● Extrait du document

........

Le TCE et la démocratie
Posons nous la question : qu'est ce que le Traité établissant une Constitution pour l'Europe apporte
d'ancien ? Qu'est ce qu'il apporte de nouveau ?
L'ancien, c'est 80% du texte du Traité, mis sous forme d'une Constitution : une synthèse de tous les
traités et de toutes les politiques menées au sein de la CEE, puis de l'Union Européenne jusqu'à
maintenant. On constate, après coup, qu'il a existé une forte cohérence dans ces politiques : déjà
l'expression "marché commun" disait l'essentiel. Il fallait que l'Europe devienne un vaste marché,
avec libre circulation de tous les moyens de production (capitaux, financements, informations,
connaissances, main d'oeuvre...) et libre accès à tous les débouchés, dans tous les pays et les
secteurs d'activité. "Libre" veut dire ici : sans barrières. Sans barrières douanières bien entendu,
mais aussi sans l'ensemble des "barrières" indirectes qui risquaient de "fausser la concurrence" :
disparition des domaines relevant du service public, disparition des aides spécifiques d'un Etat à
un secteur ou à une entreprise, fin progressive des domaines réservés des administrations ou des
systèmes de sécurité sociale, etc. La réalité de ce vaste marché, nous la connaissons : ce sont des
grands groupes productifs et financiers, qui ont progressivement "capté", à la fois les ressources
et les débouchés, en localisant leurs capitaux et leurs recours à la main d'oeuvre au mieux de leurs
intérêts, en fonction de calculs de rentabilité qu'ils pouvaient faire. La financiarisation de
l'économie, à partir du milieu des années 80, et la pénétration en force des fonds de retraite et
des fonds d'investissement anglo-saxon dans le capital des firmes européennes, n'a fait qu'accentuer
ce mouvement : les niveaux de taux de profit "attendus" sont devenus très élevés (dépassant les 10%
par an) et la rentabilité a commencé à être suivie à très court terme (comptes trimestriels, voire
mensuels). Aussi bien, quand on parle de "marché" et de "liberté", il faut être lucide : c'est en
réalité une économie féodalisée qui s'est imposée, avec un nombre très limitée de gros acteurs, qui
vise à contrôler, non seulement la production et la finance (les deux s'entremêlant désormais), mais
aussi les débouchés, c'est à dire une clientèle européenne captive, managée à coup d'énormes
dépenses de publicité et des multiples moyens dits de "fidélisation", la concurrence consistant
avant tout à se battre entre grands firmes pour se découper des territoires au sein de cette
clientèle.

........

● Données affichées

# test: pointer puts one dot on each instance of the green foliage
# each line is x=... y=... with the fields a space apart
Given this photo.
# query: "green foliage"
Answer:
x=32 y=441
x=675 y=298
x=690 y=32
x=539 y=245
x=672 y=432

........

● Actions demandées
**A.** Recopiez fidèlement le passage du texte sur le TCE et la démocratie, de "Le TCE et la" à "de nouveau ?".
**B.** Prolongez le texte sur le TCE et la démocratie à la suite de sa dernière phrase.

● Corrigé des exercices
**A.**
Le TCE et la démocratie
Posons nous la question : qu'est ce que le Traité établissant une Constitution pour l'Europe apporte
d'ancien ? Qu'est ce qu'il apporte de nouveau ?

**B.**
Tout ceci est de l'ancien, tout cette orientation prend synthèse dans le TCE.
Elle vise désormais son achèvement : le secteur des services, les secteurs encore occupés par des
administrations publiques ou des caisses gérées de façon paritaire par les partenaires sociaux (en
particulier tout le vaste secteur de l'assurance et de la gestion des retraites), les secteurs qui
peuvent être rentables dans les domaines de la formation (déjà devenu un énorme marché) et de la
culture doivent rapidement s'aligner sur ce qui a déjà été réalisé dans l'industrie. Avec le TCE, on
passe à la phase de la "mise au pas" générale : une logique capitaliste intégralement développée (ce
qu'on appelle, à tort, une politique "libérale").
Mais il y a, dans le TCE, du nouveau, et doublement :
- on met le contenu de cette orientation économico-politique, et de l'idéologie qui la légitime,
dans une Constitution, c'est à dire dans le texte ayant la valeur juridique supérieure dans tout
l'espace européen, ce qui est du jamais vu (sauf dans les régimes dictatoriaux, qui se couvraient
derrière de pseudo-constitutions),
- on rend impossible tout remise en question légale, par quelque voie que ce soit, de cette
orientation. La Constitution serait adoptée "pour une durée illimitée" et les clauses de révision du
Traité international qui l'instaure sont telles que cette révision sera, dans la pratique
impossible.
En clair : on tue la vie démocratique. Celle-ci se réduira à des variantes et variations autour du
même motif "musical" : les orientations énoncées dans la Constitution, et qui prend, plus que
jamais, figure de "pensée unique", de "fin de l'histoire". On tue la vie démocratique, puisqu'il n'y
aura plus d'alternative possible (juste des alternances) et que les transferts de compétences vers
l'Union Européenne sont tels que le niveau de décision (et donc de vie politique) national deviendra
secondaire. Certes; nous pourrons toujours débattre, contester, singer des divergences politiques,
participer à des élections locales et nationales, et même européennes, mais, non seulement
l'essentiel du pouvoir sera ailleurs, mais on aura déjà statué "constitutionnellement" sur le
contenu des décisions et la mise en marche de la vaste machine juridico-policière pour le faire
appliquer (en cas d'opposition).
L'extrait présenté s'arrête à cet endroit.